基于STM32F4的CAN通信例程(库函数版)

发布时间:2023年12月17日

一、介绍

? 实现STM32的CAN通信的时候,我们无需关注本身复杂的CAN通信协议许多细枝末节的东西已经被厂商封装起来,我们可以先让程序跑起来,再通过调整各个参数来熟悉STM32中的CAN通信的原理。

? 实现CAN通信与实现SPI、I2C、串口等通信并无二致,都是先初始化引脚、片上外设、中断处理。然后在主函数中调用初始化,接着就可以当作通信使用,任何通信本质上都是接收receive)和发送(transmit).

? STM32中的CAN接收发送原型库函数。

uint8_t CAN_Transmit(CAN_TypeDef* CANx, CanTxMsg* TxMessage)
{
  uint8_t transmit_mailbox = 0;
  /* Check the parameters */
  assert_param(IS_CAN_ALL_PERIPH(CANx));
  assert_param(IS_CAN_IDTYPE(TxMessage->IDE));
  assert_param(IS_CAN_RTR(TxMessage->RTR));
  assert_param(IS_CAN_DLC(TxMessage->DLC));

  /* Select one empty transmit mailbox */
  if ((CANx->TSR&CAN_TSR_TME0) == CAN_TSR_TME0)
  {
    transmit_mailbox = 0;
  }
  else if ((CANx->TSR&CAN_TSR_TME1) == CAN_TSR_TME1)
  {
    transmit_mailbox = 1;
  }
  else if ((CANx->TSR&CAN_TSR_TME2) == CAN_TSR_TME2)
  {
    transmit_mailbox = 2;
  }
  else
  {
    transmit_mailbox = CAN_TxStatus_NoMailBox;
  }

  if (transmit_mailbox != CAN_TxStatus_NoMailBox)
  {
    /* Set up the Id */
    CANx->sTxMailBox[transmit_mailbox].TIR &= TMIDxR_TXRQ;
    if (TxMessage->IDE == CAN_Id_Standard)

******************************

▸ **任务说明**
请一字不改地摘录上文关于STM32F4 CAN通信例程的全文。

▸ **数据记录**
******************************

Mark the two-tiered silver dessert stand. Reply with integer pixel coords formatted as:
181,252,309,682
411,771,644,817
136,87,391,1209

******************************

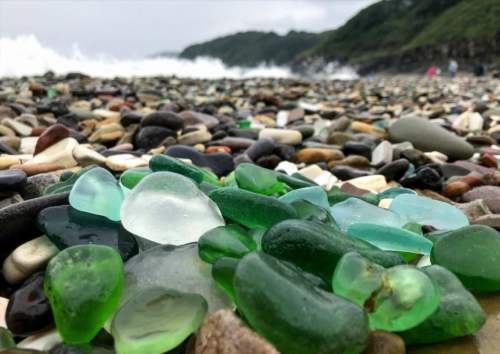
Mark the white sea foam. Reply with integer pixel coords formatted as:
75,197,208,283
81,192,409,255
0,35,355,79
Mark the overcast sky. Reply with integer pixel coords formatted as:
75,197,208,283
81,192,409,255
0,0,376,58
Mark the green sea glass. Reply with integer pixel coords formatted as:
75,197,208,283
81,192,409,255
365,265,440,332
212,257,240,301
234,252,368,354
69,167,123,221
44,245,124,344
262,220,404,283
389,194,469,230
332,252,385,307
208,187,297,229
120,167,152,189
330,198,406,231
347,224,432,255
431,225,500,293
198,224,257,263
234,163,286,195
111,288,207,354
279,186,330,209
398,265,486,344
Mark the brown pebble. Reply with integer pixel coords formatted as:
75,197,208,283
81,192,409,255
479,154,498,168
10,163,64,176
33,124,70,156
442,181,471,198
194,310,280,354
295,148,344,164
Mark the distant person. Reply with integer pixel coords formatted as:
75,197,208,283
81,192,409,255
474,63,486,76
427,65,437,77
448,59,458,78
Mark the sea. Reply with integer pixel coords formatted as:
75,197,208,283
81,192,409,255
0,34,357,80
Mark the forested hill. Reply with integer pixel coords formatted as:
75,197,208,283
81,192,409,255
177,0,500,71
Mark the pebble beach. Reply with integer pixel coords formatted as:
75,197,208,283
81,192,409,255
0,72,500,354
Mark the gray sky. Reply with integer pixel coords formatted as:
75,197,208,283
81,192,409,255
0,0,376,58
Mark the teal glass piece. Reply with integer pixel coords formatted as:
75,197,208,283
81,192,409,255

******************************

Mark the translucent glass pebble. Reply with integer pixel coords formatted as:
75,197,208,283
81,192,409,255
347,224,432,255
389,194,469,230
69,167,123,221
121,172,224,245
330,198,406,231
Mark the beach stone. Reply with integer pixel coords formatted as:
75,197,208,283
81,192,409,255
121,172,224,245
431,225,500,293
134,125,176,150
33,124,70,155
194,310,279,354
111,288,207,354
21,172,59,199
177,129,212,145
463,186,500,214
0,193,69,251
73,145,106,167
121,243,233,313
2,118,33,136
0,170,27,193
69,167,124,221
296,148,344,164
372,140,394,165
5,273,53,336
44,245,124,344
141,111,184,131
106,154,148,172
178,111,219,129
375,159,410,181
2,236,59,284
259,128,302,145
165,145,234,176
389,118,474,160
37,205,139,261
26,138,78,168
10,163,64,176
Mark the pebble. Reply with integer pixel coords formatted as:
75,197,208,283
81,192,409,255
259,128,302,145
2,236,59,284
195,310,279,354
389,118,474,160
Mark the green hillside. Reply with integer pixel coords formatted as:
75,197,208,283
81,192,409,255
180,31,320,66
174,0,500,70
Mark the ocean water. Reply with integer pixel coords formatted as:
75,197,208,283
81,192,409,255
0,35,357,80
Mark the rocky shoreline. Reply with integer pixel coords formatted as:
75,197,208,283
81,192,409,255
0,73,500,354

******************************

▸ **参考解答**
基于STM32F4的CAN通信例程(库函数版)

发布时间:2023年12月17日

一、介绍

? 实现STM32的CAN通信的时候,我们无需关注本身复杂的CAN通信协议许多细枝末节的东西已经被厂商封装起来,我们可以先让程序跑起来,再通过调整各个参数来熟悉STM32中的CAN通信的原理。

? 实现CAN通信与实现SPI、I2C、串口等通信并无二致,都是先初始化引脚、片上外设、中断处理。然后在主函数中调用初始化,接着就可以当作通信使用,任何通信本质上都是接收receive)和发送(transmit).

? STM32中的CAN接收发送原型库函数。

uint8_t CAN_Transmit(CAN_TypeDef* CANx, CanTxMsg* TxMessage)
{
  uint8_t transmit_mailbox = 0;
  /* Check the parameters */
  assert_param(IS_CAN_ALL_PERIPH(CANx));
  assert_param(IS_CAN_IDTYPE(TxMessage->IDE));
  assert_param(IS_CAN_RTR(TxMessage->RTR));
  assert_param(IS_CAN_DLC(TxMessage->DLC));

  /* Select one empty transmit mailbox */
  if ((CANx->TSR&CAN_TSR_TME0) == CAN_TSR_TME0)
  {
    transmit_mailbox = 0;
  }
  else if ((CANx->TSR&CAN_TSR_TME1) == CAN_TSR_TME1)
  {
    transmit_mailbox = 1;
  }
  else if ((CANx->TSR&CAN_TSR_TME2) == CAN_TSR_TME2)
  {
    transmit_mailbox = 2;
  }
  else
  {
    transmit_mailbox = CAN_TxStatus_NoMailBox;
  }

  if (transmit_mailbox != CAN_TxStatus_NoMailBox)
  {
    /* Set up the Id */
    CANx->sTxMailBox[transmit_mailbox].TIR &= TMIDxR_TXRQ;
    if (TxMessage->IDE == CAN_Id_Standard)